Given exercise —
In the hearing transcript on welfare and work below, write out word for word the stretch from "We also have" through "the working poor.".

Source —

▼▼▼

Mr. Mui: I appreciate that the Chairman is talking about "encouraging women back to the workforce," but the Ontario government is not encouraging women to go back to work, they are forcing them back to work. Going back to work is mandatory.

In Ontario, when you are on welfare -- it is now called family benefits -- if you are a single parent with children over the age of six you have to go back to work. The government is not trying to encourage and assist women to go back to the workforce. I have experience as a social worker, as well as a family benefits worker. Most of the clients I am in touch with are willing to go back into the workforce. However, when they have been at home for six years, 10 years, 14 years, they need encouragement and support. The policy is changing so drastically, they are being pushed out into the job world. They have to survive in that world, even though they do not have enough skills and preparation.

We also have to consider the child care and job-skill support. We should not forget other groups in the community like the immigrant groups. They do not have sufficient language skills; they do not have the job skills; they do not even have job-finding skills. Whether or not they are on welfare, they do not have the opportunities to look for a job. Even if they get a job, they will not get equal treatment from their employer. That is my observation.

I appreciate that the government is encouraging them back to work, but we are now pushing or forcing them back.

Mr. Pfrimmer: This is a very important issue. In our hearings we heard a lot about the new child tax credit. It has pitted people on social assistance against the working poor.

The Chairman: But nobody on social assistance loses anything.

Mr. Pfrimmer: What happens in the situation is quite interesting, at least in the Ontario example. Many welfare recipients receive the benefit through the tax rebate program. Then the province, in terms of the welfare administration at that level, claws back the money. In the interim, there is an expectation that people have more money than they do. So, in one sense they get the cheque, and then by the end of the month they find that they are not only short that money, but they owe more money back. This creates tremendous problems, especially among women who rely on social assistance benefits. We say that this claw-back provision is absolutely the wrong way to proceed.

The other part of the problem is that there were supposed to be new programs under the program. In federal-provincial bargaining, you take what you can get. The money that was clawed back or that was saved in terms of the welfare payments was supposed to go into new programs, and it has not happened. It may have happened on paper, but on the street, there are no support services. Coupled with that you have punitive work programs like Workfare, which places us in violation of international agreements and introduces a whole new level of fear and anxiety among the people who are on assistance.

It is a very serious issue. I understand it is a modest first step and in that sense it is one to be welcomed. But we have communicated with Mr. Pettigrew on this and other matters, and have said that it has to be much more inclusive, integrated and holistic, and must provide an adequate income security. It is not that people are not willing to go to work, there is no work out there for them to go to. They cannot make it in terms of the kind of wages that they are being offered. It is a catch-22 for all of these people.

▲▲▲

Part of a data file:
▼▼▼

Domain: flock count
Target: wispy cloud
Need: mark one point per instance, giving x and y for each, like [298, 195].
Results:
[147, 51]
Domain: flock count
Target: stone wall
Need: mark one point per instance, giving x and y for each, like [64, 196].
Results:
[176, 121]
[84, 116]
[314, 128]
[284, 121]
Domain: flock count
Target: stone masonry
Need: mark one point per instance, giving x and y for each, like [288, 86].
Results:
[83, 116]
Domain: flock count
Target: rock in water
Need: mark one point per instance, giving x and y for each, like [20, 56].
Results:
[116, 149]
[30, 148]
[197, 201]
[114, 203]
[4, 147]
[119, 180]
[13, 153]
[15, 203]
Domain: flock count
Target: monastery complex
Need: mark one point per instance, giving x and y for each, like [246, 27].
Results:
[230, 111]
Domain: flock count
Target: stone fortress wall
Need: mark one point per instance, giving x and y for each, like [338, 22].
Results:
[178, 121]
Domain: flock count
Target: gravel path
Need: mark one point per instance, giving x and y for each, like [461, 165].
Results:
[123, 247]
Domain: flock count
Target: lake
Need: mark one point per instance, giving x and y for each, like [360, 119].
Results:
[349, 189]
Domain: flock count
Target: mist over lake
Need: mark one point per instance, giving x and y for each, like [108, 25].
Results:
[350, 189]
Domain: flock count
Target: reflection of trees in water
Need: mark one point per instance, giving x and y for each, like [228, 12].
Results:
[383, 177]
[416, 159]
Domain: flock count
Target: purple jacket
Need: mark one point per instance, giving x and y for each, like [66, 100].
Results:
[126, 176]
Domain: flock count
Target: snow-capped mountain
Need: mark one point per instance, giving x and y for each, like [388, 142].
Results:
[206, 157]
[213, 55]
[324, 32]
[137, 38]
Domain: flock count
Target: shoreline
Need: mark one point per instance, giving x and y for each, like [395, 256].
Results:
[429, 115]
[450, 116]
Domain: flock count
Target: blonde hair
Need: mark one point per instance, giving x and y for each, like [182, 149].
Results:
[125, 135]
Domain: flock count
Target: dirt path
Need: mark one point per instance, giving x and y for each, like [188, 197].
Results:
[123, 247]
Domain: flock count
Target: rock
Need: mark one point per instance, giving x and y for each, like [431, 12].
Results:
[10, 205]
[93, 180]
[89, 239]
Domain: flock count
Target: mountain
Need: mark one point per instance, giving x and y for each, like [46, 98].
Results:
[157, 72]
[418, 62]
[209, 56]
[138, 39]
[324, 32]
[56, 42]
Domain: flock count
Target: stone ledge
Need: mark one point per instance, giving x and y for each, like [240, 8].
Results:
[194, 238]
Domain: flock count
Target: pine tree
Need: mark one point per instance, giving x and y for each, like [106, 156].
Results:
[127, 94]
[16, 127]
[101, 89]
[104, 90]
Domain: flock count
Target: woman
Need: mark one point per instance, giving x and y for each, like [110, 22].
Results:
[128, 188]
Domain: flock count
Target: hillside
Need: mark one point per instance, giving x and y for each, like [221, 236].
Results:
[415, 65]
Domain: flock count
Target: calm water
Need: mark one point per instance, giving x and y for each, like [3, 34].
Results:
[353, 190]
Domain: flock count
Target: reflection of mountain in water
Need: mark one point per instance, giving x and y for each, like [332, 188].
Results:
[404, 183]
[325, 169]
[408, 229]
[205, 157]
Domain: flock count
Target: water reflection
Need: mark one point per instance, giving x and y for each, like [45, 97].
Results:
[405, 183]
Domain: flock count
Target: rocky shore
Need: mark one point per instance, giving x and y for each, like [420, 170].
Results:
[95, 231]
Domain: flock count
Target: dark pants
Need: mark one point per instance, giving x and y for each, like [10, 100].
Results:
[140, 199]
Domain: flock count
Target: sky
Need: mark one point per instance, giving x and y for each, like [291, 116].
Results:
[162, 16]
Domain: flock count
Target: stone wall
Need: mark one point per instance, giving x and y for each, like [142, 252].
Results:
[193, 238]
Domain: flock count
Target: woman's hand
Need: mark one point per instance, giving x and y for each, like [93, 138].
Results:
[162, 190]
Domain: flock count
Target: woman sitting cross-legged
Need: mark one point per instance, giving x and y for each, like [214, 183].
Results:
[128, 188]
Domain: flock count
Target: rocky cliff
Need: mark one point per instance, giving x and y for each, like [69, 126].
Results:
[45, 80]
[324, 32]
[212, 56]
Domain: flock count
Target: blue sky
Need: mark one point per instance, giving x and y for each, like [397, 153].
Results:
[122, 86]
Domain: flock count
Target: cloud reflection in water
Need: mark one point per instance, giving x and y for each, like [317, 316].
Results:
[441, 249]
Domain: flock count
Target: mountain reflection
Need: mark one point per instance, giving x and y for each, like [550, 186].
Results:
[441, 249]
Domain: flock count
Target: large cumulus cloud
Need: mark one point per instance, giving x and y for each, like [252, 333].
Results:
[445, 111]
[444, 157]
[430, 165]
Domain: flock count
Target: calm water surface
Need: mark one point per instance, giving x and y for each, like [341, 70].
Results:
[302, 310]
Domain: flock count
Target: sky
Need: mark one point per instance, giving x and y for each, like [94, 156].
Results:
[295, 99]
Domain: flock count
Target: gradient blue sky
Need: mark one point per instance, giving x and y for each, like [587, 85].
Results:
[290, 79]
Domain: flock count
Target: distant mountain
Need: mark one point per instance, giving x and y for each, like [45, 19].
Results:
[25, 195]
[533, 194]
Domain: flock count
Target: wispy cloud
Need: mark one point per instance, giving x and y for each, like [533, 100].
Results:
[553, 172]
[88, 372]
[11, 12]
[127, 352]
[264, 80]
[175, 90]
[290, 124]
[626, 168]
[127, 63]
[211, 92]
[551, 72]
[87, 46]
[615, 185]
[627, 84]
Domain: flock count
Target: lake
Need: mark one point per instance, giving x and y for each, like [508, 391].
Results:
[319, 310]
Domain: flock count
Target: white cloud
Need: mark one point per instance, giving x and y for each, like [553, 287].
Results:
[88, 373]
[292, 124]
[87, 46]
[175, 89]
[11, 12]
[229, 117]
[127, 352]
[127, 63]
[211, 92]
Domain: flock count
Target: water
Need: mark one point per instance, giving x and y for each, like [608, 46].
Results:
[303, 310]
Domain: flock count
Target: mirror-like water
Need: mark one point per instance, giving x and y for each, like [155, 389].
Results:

▲▲▲

Expected answer —
We also have to consider the child care and job-skill support. We should not forget other groups in the community like the immigrant groups. They do not have sufficient language skills; they do not have the job skills; they do not even have job-finding skills. Whether or not they are on welfare, they do not have the opportunities to look for a job. Even if they get a job, they will not get equal treatment from their employer. That is my observation.

I appreciate that the government is encouraging them back to work, but we are now pushing or forcing them back.

Mr. Pfrimmer: This is a very important issue. In our hearings we heard a lot about the new child tax credit. It has pitted people on social assistance against the working poor.